Berdasarkan latar belakang tersebut di atas maka dapat dikemukakan beberapa
masalah sebagaimana dirumuskan di bawah ini.
II. Rumusan Masalah
- Bagaimana metode belajar yang dapat memberikan hasil belajar yang memadai;
- Sejauhmana suatu proses pembelajaran dianggap efektif mencapai tujuan instruksional.
- Faktor-faktor apa saja yang harus diperhatikan dalam menciptakan pembelajaran yang berhasil dan berdaya guna.
III. Beberapa Pengertian
Istilah
Salah satu defenisi belajar yang dapat dikemukakan adalah apa yang ditulis oleh
Smith (1980) sebagaimana dikutip oleh Arikunto:
Learning refers to changes in behavior, change which are attributible to a set of
antecedent conditions categorized as experience and training rather than to
processes such a maturation, growth, physiology, perseption, or motivation. In
addition, the changes in performance, with we define as learning are relatively
speaking, permanent rather than transtory; they persist for some time. If only a
few minutes.
Ada dua kata kunci yang penting diperhatikan dalam defenisi dia atas, yakni
behavior (tingkah laku) yakni perubahan dalam tingkah laku dan performance
(penampilan) dimana seorang peserta didik yang telah melewati suatu proses
pembelajaran dengan materi tertentu, akan mengalami perubahan dalam penampilannya
baik secara lahiriah maupun secara kejiwaan.

### DAFTAR TUGAS
a - Dalam teks tentang pengertian belajar, apa dua kata kunci yang dianggap penting dalam definisi belajar dari Smith?
b - Tuliskan lanjutan teks tentang pengertian belajar, dimulai setelah kalimat terakhirnya.

### DATA YANG DITAMPILKAN

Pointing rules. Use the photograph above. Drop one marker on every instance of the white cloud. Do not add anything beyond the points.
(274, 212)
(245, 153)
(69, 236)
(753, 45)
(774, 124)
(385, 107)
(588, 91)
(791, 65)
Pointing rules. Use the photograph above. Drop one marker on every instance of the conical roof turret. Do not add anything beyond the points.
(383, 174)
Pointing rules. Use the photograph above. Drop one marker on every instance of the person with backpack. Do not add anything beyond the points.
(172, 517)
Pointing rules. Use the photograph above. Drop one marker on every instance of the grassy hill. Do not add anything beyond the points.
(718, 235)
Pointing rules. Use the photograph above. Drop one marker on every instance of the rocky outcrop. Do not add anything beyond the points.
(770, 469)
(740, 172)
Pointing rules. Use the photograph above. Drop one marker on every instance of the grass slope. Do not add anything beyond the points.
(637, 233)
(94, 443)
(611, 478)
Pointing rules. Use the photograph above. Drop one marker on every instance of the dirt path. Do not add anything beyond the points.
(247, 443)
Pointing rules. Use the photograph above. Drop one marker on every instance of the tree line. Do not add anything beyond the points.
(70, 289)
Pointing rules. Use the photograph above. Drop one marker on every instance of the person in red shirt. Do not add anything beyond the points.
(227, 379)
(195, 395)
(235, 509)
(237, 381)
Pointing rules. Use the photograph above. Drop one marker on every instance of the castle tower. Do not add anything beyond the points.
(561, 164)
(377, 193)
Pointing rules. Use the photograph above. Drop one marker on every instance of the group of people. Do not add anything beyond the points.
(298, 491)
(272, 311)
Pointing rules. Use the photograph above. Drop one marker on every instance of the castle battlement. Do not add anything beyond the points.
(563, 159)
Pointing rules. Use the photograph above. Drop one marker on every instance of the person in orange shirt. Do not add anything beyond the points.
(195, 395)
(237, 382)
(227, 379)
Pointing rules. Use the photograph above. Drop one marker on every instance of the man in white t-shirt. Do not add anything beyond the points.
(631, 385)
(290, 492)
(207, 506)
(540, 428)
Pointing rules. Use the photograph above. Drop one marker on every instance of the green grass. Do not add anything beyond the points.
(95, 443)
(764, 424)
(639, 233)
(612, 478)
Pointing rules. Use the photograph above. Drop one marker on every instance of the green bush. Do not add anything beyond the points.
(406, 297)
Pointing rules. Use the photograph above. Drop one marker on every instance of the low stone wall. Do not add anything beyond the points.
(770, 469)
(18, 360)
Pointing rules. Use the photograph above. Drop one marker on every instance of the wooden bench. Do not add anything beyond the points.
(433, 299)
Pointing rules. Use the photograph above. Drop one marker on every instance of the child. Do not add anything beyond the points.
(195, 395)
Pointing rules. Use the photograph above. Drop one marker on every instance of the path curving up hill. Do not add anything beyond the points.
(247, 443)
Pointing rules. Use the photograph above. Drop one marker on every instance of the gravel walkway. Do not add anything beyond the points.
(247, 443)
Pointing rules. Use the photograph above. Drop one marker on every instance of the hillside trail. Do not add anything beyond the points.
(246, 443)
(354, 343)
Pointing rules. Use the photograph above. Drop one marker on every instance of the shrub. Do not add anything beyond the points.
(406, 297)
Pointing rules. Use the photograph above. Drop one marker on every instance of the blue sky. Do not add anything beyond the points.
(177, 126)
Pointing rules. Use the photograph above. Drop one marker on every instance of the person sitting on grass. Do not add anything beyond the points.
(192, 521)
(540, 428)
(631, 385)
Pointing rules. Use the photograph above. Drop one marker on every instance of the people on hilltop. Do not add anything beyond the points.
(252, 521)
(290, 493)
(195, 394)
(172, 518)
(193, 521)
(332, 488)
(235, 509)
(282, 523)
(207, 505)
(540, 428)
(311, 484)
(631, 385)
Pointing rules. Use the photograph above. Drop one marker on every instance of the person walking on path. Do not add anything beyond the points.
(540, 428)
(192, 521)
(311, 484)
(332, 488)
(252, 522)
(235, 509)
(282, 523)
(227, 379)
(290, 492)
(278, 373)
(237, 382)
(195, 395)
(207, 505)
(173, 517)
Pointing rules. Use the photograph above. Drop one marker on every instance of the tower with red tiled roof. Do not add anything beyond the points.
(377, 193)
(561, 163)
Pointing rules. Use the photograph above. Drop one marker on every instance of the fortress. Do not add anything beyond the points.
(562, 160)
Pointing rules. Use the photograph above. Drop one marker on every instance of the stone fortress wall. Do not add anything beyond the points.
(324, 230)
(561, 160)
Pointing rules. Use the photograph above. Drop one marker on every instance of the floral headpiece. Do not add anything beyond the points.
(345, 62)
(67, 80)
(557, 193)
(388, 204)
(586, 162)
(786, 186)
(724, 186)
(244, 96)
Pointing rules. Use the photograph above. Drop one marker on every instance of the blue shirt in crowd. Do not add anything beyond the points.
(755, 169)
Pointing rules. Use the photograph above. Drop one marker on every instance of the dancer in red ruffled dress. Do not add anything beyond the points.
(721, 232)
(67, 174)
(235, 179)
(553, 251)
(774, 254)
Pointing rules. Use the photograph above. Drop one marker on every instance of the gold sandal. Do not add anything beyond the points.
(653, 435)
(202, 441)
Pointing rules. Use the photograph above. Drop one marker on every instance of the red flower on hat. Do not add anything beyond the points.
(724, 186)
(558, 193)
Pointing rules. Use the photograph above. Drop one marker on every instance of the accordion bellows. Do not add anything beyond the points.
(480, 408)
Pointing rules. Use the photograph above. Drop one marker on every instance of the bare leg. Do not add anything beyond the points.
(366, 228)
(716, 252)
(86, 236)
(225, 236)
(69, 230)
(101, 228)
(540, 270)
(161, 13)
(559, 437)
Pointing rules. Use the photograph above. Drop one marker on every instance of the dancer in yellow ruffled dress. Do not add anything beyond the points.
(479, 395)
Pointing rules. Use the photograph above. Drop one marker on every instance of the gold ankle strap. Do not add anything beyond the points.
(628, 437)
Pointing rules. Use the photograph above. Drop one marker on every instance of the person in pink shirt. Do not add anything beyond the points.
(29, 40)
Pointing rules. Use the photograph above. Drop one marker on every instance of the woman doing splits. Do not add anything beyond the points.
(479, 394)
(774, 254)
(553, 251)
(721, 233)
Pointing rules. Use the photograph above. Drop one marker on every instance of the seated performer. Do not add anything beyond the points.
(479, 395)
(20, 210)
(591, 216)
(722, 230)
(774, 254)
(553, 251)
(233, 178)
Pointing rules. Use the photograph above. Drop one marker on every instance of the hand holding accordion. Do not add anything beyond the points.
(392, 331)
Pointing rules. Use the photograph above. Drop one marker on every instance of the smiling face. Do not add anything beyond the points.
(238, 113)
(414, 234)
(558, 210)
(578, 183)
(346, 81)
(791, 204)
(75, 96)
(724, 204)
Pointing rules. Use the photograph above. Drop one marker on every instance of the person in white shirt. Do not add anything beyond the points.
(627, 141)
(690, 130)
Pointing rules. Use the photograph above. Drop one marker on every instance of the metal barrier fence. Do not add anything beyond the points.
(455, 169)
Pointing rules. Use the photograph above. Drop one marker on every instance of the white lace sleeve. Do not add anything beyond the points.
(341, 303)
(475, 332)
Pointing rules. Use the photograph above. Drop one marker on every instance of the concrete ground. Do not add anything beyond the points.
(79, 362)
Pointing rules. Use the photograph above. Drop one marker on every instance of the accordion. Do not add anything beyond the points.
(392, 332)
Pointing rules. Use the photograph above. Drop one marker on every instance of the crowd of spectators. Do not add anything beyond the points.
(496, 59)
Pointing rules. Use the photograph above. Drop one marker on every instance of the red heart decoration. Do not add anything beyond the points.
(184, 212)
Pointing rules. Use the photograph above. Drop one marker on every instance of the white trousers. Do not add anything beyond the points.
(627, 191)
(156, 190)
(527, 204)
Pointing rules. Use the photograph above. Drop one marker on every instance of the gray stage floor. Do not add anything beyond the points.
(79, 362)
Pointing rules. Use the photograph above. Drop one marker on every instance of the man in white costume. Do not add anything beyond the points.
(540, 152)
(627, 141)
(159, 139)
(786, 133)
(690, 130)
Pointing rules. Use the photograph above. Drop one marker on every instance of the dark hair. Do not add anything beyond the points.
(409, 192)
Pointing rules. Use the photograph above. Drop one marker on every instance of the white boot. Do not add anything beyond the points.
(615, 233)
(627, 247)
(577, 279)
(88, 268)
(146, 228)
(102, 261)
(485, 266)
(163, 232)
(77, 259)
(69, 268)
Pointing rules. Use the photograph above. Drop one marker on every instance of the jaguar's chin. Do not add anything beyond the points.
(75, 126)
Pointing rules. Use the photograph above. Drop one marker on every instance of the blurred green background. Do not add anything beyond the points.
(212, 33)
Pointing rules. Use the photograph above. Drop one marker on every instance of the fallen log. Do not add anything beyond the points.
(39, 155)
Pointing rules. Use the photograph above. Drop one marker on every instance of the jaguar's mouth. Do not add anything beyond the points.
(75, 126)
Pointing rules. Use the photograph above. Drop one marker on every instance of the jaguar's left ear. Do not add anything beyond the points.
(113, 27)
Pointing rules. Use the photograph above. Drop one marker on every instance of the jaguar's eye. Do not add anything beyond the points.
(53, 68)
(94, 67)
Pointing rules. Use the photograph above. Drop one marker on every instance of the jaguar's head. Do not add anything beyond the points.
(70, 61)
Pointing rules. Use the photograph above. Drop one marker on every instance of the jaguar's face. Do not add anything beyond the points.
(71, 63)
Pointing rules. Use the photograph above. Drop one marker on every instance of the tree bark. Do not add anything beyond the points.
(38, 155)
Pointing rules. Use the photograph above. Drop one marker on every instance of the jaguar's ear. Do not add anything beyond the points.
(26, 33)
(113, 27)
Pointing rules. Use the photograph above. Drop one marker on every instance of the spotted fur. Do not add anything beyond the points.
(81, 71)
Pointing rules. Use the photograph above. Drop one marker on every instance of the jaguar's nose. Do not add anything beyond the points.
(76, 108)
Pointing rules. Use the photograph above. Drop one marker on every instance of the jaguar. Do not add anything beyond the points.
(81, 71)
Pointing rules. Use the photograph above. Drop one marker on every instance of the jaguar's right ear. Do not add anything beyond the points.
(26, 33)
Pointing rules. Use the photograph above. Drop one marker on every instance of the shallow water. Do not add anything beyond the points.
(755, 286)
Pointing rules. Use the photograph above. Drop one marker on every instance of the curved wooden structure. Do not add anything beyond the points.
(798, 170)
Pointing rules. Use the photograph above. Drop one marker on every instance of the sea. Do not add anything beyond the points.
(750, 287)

### HASIL JAWABAN
a - Behavior (tingkah laku) dan performance (penampilan).

b -
Dua istilah tersebut terkait dengan penampilan luar yang dapat diamati secara
inderawi maupun kemungkinan isi di dalamnya secara psikologis.
Kedua hal tersebut merupakan capaian dari kegiatan yang disebut belajar.
Pengalaman belajar setidaknya akan membawa kepada perubahan tingkah laku dan
perubahan penampilan dari subjek belajar yang bersangkutan. Oleh karenanya jika dalam
diri seorang subjek belajar tidak terjadi dalam diri mereka perubahan dimaksud di atas,
berarti belajar yang dilakukannya tidak berhasil atau paling tidak dianggap telah terjadi
stagnasi.
Pembelajaran adalah suatu situasi yang tercipta dari interaksi yang berlangsung
antara berbagai faktor (multiple factor) ataupun komponen; guru, siswa (peserta didik),
kurikulum, metode, sarana dan media serta komponen lainnya yang diperlukan.
Sedangkan tujuan yang diharapkan dari suatu pembelajaran tiada lain berkisar pada
analisis tentang bagaimana cara menghilangkan kesenjangan antara perilaku yang ada
sekarang dengan perilaku yang diharapkan di masa yang akan datang setelah
pembelajaran itu selesai dilaksanakan.
Beberapa variasi kualitas pembelajaran dapat dikemukakan untuk
menggambarkan bagaimana pembelajaran tersebut dikelola sedemikian rupa:
a. Kualitas pembelajaran akan bervariasi sesuai dengan variasi gurunya. Guru adalah
manusia, dimana manusia itu unik. Setiap manusia memiliki spesisifikasi sendiri.
Dengan adanya keunikan itulah tercipta suatu situasi pembelajarannya sendirisendiri
yang unik pula.
b. Kualitas pembelajaran akan bervariasi sesuai dengan waktu seseorang guru beraksi.
Terdapat perkembangan sistuasi pembelajaran dari seorang guru dari waktu ke
waktu, sesuai dengan kondisi psikologis yang melingkupi diri sang guru. Jadi unsur
waktu disini sangat mempengaruhi sistuasi pembelajaran tersebut.
c. Kualitas pembelajaran akan bervariasi sesuai kelompok siswa yang menjadi subjek
didik. Maksudnya, suatu kelompok boleh jadi memiliki kecenderungan tertentu
dalam upaya pencapaian tujuannya, sehingga mempengaruhi tingkat kecepatan dan
intensitas mereka dalam menghadapi proses pembelajaran.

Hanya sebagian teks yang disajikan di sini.